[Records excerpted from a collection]
============================================================

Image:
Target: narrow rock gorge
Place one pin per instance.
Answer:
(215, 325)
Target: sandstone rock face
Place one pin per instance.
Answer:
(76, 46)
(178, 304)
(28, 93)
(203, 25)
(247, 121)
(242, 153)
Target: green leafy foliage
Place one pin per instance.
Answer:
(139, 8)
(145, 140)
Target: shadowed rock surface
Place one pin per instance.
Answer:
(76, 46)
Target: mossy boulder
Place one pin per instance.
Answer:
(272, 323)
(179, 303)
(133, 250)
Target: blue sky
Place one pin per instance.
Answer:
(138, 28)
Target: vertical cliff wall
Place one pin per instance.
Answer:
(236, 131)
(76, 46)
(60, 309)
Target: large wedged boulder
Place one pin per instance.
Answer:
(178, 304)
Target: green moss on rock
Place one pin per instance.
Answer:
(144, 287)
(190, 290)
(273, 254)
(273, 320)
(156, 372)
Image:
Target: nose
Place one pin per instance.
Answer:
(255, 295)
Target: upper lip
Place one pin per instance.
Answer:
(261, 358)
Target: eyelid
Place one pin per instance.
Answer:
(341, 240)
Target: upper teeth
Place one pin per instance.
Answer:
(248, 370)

============================================================

WHAT THIS TASK INVOLVES:
Once you have read the entries above, copy them out exactly as they were given.

EXERCISE ANSWER:
Image:
Target: narrow rock gorge
Place one pin per instance.
Answer:
(215, 325)
Target: sandstone rock face
Place one pin per instance.
Answer:
(76, 46)
(178, 304)
(28, 93)
(203, 25)
(247, 121)
(242, 153)
Target: green leafy foliage
Place one pin per instance.
Answer:
(139, 8)
(145, 140)
Target: shadowed rock surface
Place one pin per instance.
Answer:
(76, 46)
Target: mossy boulder
Place one pin per instance.
Answer:
(272, 323)
(179, 303)
(133, 250)
Target: blue sky
Place one pin per instance.
Answer:
(138, 28)
Target: vertical cliff wall
Place one pin per instance.
Answer:
(236, 131)
(76, 46)
(60, 309)
Target: large wedged boulder
Place one pin per instance.
Answer:
(178, 304)
Target: green moss on rock
Place one pin per instance.
Answer:
(144, 287)
(190, 290)
(273, 254)
(273, 320)
(156, 372)
Image:
Target: nose
Place one pin per instance.
Answer:
(255, 295)
Target: upper lip
Place one pin per instance.
Answer:
(261, 358)
Target: eyelid
Place one pin per instance.
Answer:
(341, 240)
Target: upper teeth
Place one pin per instance.
Answer:
(248, 370)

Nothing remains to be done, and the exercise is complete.